Exercise details — Continue the text on F5 and F1 neuron activity during grasping, starting right after its final sentence.

Text —
============
Considering F1, previous reports in monkeys confirm that this area presents some observation-evoked responses (Dushanova & Donoghue, 2010; Tkach, Reimer & Hatsopoulos, 2007; Vigneswaran et al., 2013). Consistently, significant changes in activity of human area 4 during action observation have been reported in several imaging and electrophysiological studies (Caetano, Jousmaki & Hari, 2007; Fadiga et al., 1995; Muthukumaraswamy & Johnson, 2004). The modulations of F1 activity have been proposed to reflect the strong cortico-cortical interconnections with area F5 (Cerri et al., 2003; Dum & Strick, 2005; Fadiga et al., 1995; Kilner & Frith, 2007; Schmidlin et al., 2008; Shimazu et al., 2004). On the other hand, since we found that flash and dark conditions presented similar peak dispersions in F1, modulation in this area could be related to grasping kinematic features (Hendrix, Mason & Ebner, 2009; Vargas-Irwin et al., 2010).
As evidenced by our results, visual information conveyed by the brief illumination of own hand action affected more consistently F5 than F1 neuron response. A possible explanation for this difference between the two areas could be a distinct contribution to the analysis of motor-relevant visual feedback. Accordingly, previous experiments (Umiltà et al., 2007) described different time-courses of discharge in F5 and F1 during grasping, F5 being involved in an early phase and F1 in all phases of action. In fact, along F5/F1 intracortical pathways, visual information on the performed movement is transformed from an extrinsic reference framework (F5) which defines the spatial position of the hand (with respect to the object) to an intrinsic framework (F1) based on muscle and joint space to generate accurate grasping (Kakei, Hoffman & Strick, 2003). Alternatively, the difference described between F5 and F1 could be attributed to a modulation/gradient effect along the parietal-frontal pathway (Gharbawie et al., 2011). Although we found a clear distinction between the two areas, a minor similar effect was found in F5 and F1 PT-flash populations, i.e., a stronger activity in dark compared to light condition. This modulation is not surprising, considering that it could reflect finger posture adjustments derived from proprioceptive feedback for accurate hand preshaping. This activity could be further reinforced when transient visual feedback relative to the pre-touch phase is provided.
============
Dataset content —
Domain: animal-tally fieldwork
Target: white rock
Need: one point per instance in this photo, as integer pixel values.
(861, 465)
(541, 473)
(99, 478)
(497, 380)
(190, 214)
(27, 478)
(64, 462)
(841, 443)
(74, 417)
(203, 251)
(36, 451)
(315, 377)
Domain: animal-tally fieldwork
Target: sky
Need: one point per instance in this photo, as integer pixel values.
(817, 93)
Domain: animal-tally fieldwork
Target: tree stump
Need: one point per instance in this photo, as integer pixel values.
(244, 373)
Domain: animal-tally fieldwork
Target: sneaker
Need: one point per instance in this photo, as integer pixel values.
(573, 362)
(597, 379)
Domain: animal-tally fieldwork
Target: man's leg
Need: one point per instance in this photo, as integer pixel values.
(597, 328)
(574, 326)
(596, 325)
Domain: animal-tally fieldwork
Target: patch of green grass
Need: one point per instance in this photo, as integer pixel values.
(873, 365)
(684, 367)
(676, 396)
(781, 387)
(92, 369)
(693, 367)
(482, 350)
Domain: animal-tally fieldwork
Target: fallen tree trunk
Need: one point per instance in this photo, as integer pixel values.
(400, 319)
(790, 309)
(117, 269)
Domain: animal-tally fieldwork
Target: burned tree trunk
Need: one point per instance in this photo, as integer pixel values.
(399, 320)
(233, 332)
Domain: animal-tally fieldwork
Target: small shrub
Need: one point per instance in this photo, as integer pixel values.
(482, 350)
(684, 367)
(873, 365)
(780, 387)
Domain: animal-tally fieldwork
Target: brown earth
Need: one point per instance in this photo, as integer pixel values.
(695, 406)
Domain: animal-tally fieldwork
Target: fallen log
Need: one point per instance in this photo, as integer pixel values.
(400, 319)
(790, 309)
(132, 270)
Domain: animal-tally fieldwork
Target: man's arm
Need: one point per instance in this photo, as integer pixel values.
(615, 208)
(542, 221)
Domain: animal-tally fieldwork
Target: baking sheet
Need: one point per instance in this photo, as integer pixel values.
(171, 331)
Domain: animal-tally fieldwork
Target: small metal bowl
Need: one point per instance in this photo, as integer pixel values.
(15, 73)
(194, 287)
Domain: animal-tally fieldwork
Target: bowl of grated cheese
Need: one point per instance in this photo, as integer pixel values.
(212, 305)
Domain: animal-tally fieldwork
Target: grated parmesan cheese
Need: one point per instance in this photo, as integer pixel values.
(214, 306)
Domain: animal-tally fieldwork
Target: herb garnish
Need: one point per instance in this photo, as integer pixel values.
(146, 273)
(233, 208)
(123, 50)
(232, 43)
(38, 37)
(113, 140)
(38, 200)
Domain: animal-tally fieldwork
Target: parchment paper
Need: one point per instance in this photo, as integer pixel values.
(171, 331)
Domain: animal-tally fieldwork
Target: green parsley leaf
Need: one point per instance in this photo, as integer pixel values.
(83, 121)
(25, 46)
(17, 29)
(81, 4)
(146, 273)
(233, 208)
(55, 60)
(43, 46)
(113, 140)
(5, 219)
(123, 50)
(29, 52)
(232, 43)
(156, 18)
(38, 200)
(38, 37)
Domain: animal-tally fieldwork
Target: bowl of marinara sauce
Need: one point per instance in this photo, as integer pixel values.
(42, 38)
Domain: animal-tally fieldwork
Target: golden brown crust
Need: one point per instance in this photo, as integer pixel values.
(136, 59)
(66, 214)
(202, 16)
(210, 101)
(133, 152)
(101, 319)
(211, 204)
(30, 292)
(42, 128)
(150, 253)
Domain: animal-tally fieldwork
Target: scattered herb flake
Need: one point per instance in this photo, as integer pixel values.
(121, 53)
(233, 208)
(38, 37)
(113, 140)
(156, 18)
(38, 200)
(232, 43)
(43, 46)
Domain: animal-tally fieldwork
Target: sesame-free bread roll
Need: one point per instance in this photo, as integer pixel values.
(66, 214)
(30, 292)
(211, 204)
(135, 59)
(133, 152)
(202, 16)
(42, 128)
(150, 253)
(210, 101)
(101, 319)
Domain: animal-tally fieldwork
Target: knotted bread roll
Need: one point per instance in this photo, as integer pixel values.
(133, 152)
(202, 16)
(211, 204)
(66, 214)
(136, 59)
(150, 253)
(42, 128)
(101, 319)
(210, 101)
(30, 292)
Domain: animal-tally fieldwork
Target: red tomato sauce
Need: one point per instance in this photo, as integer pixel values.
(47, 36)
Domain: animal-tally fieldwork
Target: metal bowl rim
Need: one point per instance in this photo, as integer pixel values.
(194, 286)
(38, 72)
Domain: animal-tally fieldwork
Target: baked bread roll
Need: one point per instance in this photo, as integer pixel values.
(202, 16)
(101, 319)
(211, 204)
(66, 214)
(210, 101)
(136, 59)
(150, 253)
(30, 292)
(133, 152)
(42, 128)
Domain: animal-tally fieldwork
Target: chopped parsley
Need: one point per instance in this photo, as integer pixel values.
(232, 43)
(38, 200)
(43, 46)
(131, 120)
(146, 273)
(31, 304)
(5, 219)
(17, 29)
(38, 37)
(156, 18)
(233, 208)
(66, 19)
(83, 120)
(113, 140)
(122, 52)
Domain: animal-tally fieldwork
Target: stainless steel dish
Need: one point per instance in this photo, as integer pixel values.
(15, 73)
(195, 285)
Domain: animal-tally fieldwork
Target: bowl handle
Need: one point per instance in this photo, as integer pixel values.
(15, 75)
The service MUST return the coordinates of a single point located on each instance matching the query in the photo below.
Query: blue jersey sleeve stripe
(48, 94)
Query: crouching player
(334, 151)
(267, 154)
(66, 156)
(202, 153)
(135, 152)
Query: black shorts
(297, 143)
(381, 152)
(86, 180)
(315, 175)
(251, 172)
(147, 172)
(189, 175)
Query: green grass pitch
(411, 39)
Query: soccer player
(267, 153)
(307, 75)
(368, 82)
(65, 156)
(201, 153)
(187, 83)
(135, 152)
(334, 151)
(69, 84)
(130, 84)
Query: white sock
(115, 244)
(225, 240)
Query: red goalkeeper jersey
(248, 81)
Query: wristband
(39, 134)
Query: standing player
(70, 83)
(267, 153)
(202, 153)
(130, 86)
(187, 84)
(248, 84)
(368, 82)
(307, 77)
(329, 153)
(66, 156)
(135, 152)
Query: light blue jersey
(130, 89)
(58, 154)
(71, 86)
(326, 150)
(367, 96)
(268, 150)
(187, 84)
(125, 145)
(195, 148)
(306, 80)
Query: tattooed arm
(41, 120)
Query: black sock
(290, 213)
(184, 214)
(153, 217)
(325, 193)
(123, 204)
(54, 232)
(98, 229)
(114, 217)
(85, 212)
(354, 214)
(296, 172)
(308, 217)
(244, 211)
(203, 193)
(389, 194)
============
Result —
Possible relation with other visuomotor properties
This study demonstrates for the first time that the monkey frontal cortex contains, mainly in F5, neurons previously classified as motor neurons, which are sensitive to the observation of meaningful phases of the own grasping action. Observation of the agent’s own acting effector has been proposed as a fundamental step in the biological process leading to the neuronal activation associated to the observation of actions performed by others (Heyes, 2010; Keysers & Perrett, 2004; Murata & Ishida, 2007; Rizzolatti & Fadiga, 1998). In particular, the parietofrontal mirror system (Cattaneo & Rizzolatti, 2009) may develop from the observation of one’s own hand action, seen from different perspectives. Through the visual feedback system normally guiding action execution, motor invariance would be extracted, creating a match between action and vision that could be generalized to the observation of actions executed by other individuals. Further experiments are required to explore this hypothesis, e.g., studying these neurons when visual information is disrupted and extending testing to mirror neurons.